Cue the music, cue the snapping, and strike a pose.
There was a musical accompaniment to go along with the ‘shades of gray’ project from 2004 – and as we re-explore that written work, I offer the following playlist as recommended listening for when you go through these vignettes. It’s largely contemplative instrumentals, but there are some traditional pop songs as well. The latter selections are lyrical wonders, echoing the spare power of carefully-chosen words. All serve to evoke an air of
Dinner at eight was okay
Before the toast full of gleams
It was great until those old magazines
Got us started up again
Actually it was probably me again
Why is it so that I’ve always been the one who must go
That I’ve always been the one told to flee
When it fact you were the one long ago
Actually in the drifting white snow
You left me
A centerpiece would have to be ‘Dinner at Eight’ by Rufus Wainwright, which features an exquisite piano treatise on love, family, and the eventual need to find acceptance and move on; as evidenced by the lyrics running throughout this post, it’s as poignant and powerful as it is sorrowful and resigned – a gorgeous mess of emotion set to glorious song. The following songs follow suit – give them a listen as you revisit this project from two long decades ago…
We’re a little over halfway through presenting ‘shades of gray’ already, so there is some more to come, and just around the Thanksgiving holiday – the way that life’s little fuck-overs often come at the worst possible time. We don’t choose these things – they choose us, or something like that. I’m out of banal platitudes and all the rest of it.
I have this thing where I get older but just never wiser Midnights become my afternoons When my depression works the graveyard shift All of the people I’ve ghosted stand there in the room…
My 8th grade class at Wilbur H. Lynch Middle School in Amsterdam, New York had the usual cast of teenage characters – football players, cheerleaders, band members, slack-offs, fuck-ups, nerds, jocks, beauty queens, drama kids – the typical coterie of children masquerading as adults, just beginning to find our way and carve out identities of who we might be. Despite our varied interests and the panoply of society under one roof, we lacked one essential ingredient: a villain. Because of that, and despite the usual drama of teenage angst and budding hormonal avalanches, school was a rather dull and boring affair.
It was up to the one person with the flair for the dramatic and diabolical to set things into some semblance of half-interesting motion – and I was the only one wiling to do it. Did I sacrifice a certain mainstream popularity to do it? Perhaps. Did I throw away my chance at being voted Best Dressed Man when high school rolled around and those designations were really just votes on who was well-liked? Probably. Did I sink my teeth into the role with the relish and zeal of someone desperate for something – anything – to shake up the dull hallways of that school and wreak havoc with friendship circles? Better than anyone else.
I should not be left to my own devices They come with prices and vices I end up in crisis (tale as old as time) I wake up screaming from dreaming One day I’ll watch as you’re leaving ‘Cause you got tired of my scheming (For the last time)

═══

◆ **STATED PROBLEM 1**
Summarize the post on the "shades of gray" playlist in two sentences.
The records below are unrelated to the post.

═══

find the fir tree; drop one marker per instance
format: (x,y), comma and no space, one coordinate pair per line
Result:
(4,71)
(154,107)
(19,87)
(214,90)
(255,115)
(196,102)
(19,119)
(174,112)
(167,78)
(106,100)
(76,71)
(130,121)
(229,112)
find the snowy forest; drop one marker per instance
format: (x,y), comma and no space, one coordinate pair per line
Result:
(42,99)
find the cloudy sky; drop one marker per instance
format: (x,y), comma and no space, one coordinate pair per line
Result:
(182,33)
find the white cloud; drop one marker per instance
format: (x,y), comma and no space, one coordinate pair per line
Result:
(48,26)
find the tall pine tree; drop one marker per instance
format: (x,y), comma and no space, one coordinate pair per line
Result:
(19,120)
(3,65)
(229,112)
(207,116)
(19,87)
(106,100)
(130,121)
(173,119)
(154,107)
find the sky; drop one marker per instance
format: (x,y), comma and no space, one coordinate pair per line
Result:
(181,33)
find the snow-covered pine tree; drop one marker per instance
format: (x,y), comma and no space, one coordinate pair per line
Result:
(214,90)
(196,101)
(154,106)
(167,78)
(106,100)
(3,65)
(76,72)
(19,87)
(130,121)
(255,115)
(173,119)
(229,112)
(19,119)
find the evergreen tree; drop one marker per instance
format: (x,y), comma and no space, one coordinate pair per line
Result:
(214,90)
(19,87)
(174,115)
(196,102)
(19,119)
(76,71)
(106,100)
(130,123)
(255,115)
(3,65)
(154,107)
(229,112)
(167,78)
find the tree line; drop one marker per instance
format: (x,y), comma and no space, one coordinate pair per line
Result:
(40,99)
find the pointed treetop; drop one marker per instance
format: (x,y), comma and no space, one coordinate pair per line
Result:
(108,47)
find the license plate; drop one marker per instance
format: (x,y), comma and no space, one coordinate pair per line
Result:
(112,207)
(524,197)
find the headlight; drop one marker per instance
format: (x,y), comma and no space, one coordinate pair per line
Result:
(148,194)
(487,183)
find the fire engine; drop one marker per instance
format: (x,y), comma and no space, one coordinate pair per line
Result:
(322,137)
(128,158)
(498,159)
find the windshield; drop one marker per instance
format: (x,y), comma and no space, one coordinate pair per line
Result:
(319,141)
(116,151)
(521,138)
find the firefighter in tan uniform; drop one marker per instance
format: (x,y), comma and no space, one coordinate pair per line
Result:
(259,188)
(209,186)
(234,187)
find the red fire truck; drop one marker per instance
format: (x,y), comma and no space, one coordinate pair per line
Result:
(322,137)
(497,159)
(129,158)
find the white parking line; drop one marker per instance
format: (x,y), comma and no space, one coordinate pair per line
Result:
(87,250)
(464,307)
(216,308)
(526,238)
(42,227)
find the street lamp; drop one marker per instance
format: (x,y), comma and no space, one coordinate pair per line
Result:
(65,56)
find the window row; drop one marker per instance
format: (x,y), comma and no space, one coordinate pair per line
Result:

═══

◆ **STATED PROBLEM 2**
Return each line of the records that includes the string "pine".

◆ **EXERCISE OUTPUT 1**
The writer offers a playlist of mostly contemplative instrumentals, with some traditional pop songs, as listening for revisiting the "shades of gray" project from 2004, and calls "Dinner at Eight" by Rufus Wainwright its centerpiece. The writer then recalls an 8th grade class at Wilbur H. Lynch Middle School in Amsterdam, New York, that lacked a villain, and says they were the only one willing to take on that role to shake up the dull school.

◆ **EXERCISE OUTPUT 2**
find the tall pine tree; drop one marker per instance
find the snow-covered pine tree; drop one marker per instance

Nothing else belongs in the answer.